## What the exercise asks:
Beginning with the line where "trimmed hood in the photo above." appears, please restate each line of the records below word for word until the last one, inclusive, and nothing else.

Records from a dataset
┄┄┄┄┄┄┄┄┄┄
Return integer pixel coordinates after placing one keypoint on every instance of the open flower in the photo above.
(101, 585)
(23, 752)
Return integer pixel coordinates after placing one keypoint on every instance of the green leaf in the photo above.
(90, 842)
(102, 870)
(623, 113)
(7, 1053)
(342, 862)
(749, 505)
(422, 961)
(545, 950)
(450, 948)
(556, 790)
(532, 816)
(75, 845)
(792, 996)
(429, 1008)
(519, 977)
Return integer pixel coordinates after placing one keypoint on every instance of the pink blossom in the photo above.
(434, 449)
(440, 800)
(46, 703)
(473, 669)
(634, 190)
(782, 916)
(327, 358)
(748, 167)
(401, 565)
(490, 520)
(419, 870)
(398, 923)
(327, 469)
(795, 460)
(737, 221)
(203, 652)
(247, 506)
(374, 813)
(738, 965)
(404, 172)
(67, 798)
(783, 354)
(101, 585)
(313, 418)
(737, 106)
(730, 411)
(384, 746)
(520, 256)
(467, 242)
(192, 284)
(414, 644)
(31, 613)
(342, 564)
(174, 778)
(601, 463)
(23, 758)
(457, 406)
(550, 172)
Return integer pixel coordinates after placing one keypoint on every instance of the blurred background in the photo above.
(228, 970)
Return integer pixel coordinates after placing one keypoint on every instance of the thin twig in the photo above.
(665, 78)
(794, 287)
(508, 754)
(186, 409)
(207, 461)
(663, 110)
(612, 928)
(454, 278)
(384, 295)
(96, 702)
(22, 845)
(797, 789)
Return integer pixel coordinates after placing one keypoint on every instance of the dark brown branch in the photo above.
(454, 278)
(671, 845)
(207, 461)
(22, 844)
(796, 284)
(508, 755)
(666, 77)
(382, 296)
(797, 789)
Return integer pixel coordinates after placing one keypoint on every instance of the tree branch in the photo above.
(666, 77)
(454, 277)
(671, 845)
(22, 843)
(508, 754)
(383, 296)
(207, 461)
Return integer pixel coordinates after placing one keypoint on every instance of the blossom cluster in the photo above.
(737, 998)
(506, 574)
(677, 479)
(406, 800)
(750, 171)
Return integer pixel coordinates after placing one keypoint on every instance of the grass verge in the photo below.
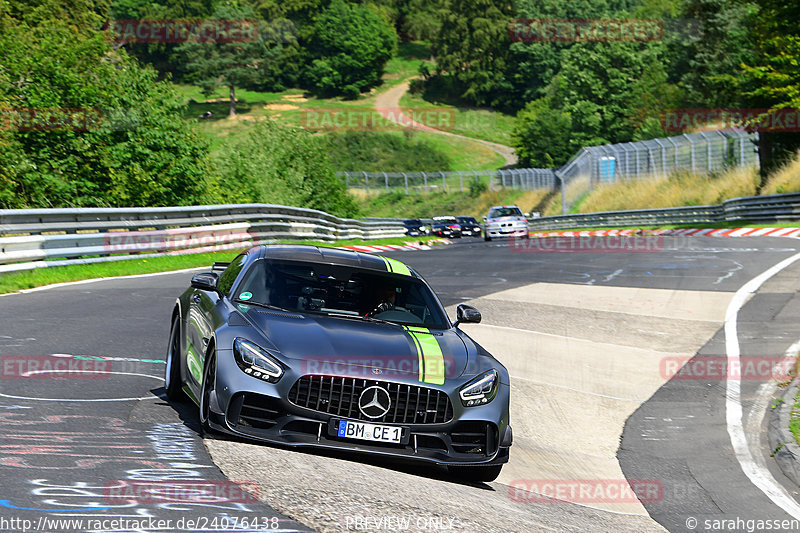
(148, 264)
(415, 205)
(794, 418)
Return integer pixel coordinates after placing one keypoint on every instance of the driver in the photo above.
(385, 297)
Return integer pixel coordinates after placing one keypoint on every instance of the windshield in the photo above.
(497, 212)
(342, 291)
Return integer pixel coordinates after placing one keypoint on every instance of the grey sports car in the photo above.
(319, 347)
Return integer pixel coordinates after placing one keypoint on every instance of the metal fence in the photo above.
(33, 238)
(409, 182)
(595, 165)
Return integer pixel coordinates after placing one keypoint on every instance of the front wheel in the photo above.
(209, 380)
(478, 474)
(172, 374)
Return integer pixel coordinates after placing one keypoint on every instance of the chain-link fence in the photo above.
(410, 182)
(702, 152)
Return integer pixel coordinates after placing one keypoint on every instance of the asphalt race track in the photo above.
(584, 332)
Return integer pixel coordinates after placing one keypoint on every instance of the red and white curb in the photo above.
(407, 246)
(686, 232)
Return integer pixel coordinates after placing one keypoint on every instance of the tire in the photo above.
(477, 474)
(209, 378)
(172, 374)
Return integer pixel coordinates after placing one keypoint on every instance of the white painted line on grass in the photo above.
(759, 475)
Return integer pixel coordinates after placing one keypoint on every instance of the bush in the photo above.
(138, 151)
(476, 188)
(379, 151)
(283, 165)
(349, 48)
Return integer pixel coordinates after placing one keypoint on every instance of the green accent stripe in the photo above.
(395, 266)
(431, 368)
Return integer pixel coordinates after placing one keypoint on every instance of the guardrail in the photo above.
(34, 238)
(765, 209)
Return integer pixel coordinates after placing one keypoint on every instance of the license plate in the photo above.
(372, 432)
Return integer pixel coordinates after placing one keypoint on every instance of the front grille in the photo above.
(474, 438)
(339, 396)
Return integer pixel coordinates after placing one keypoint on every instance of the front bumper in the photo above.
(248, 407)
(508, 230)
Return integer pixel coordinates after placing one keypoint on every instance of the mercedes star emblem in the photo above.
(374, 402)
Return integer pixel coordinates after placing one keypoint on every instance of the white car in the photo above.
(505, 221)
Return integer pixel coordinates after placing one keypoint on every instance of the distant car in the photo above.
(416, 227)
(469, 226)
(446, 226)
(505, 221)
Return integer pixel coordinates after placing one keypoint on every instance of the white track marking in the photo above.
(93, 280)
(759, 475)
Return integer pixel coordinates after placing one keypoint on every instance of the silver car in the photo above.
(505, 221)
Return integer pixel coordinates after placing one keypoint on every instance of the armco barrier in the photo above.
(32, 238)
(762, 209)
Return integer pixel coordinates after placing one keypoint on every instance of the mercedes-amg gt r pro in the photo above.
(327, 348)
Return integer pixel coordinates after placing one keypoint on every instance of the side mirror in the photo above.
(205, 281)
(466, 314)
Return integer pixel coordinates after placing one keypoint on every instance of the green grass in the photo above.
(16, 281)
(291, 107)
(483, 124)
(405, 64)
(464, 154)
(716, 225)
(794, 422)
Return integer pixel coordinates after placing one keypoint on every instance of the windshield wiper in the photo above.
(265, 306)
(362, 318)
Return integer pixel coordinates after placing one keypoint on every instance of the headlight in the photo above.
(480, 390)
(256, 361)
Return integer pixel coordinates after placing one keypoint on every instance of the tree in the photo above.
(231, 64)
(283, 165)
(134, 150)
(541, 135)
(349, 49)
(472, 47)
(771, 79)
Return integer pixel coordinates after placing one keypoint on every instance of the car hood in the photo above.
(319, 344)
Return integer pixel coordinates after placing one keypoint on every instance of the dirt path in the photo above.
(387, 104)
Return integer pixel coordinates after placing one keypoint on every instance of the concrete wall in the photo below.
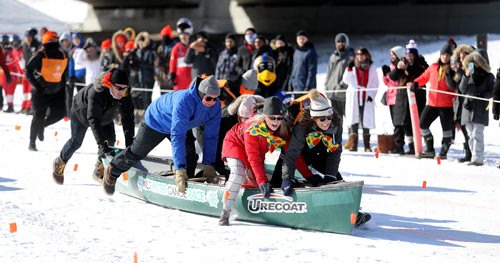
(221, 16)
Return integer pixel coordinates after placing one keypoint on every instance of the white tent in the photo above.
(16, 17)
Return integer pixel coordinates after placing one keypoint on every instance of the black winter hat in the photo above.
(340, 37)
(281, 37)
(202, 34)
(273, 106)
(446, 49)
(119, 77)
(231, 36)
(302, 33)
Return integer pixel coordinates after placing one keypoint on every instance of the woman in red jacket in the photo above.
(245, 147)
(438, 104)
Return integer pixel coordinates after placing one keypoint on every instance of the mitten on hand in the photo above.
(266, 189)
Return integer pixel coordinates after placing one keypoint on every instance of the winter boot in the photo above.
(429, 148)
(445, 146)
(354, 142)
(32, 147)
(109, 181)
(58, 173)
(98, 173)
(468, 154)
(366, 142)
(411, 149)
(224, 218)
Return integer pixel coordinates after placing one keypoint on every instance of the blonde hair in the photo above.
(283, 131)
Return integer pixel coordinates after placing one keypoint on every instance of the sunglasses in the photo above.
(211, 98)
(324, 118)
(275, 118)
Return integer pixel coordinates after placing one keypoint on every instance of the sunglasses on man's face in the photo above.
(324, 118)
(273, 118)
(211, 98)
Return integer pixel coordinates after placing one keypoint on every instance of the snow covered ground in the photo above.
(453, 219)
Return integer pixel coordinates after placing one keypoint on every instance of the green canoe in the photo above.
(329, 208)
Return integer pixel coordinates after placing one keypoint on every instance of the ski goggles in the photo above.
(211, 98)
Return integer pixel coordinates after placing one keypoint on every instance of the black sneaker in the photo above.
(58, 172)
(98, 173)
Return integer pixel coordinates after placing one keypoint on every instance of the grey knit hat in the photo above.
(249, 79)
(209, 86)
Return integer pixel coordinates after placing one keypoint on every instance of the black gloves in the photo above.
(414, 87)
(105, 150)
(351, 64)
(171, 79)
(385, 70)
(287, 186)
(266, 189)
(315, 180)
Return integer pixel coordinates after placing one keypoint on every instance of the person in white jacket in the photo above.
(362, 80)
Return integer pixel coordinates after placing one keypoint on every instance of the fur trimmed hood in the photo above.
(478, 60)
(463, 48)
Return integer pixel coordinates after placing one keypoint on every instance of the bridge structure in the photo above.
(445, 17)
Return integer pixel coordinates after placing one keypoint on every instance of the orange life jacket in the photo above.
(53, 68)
┄┄┄┄┄┄┄┄┄┄
## Answer for this exercise:
Return integer pixel coordinates after placing one keypoint on every instance of the fur trimmed hood in the photo above.
(478, 60)
(463, 48)
Return integer pixel coordinates after placing one keypoint on every instance of the bridge structure in the photo above.
(445, 17)
Return integer pixel coordinates after placing one keypoint on every instance of the orange life jacket in the photo above.
(53, 68)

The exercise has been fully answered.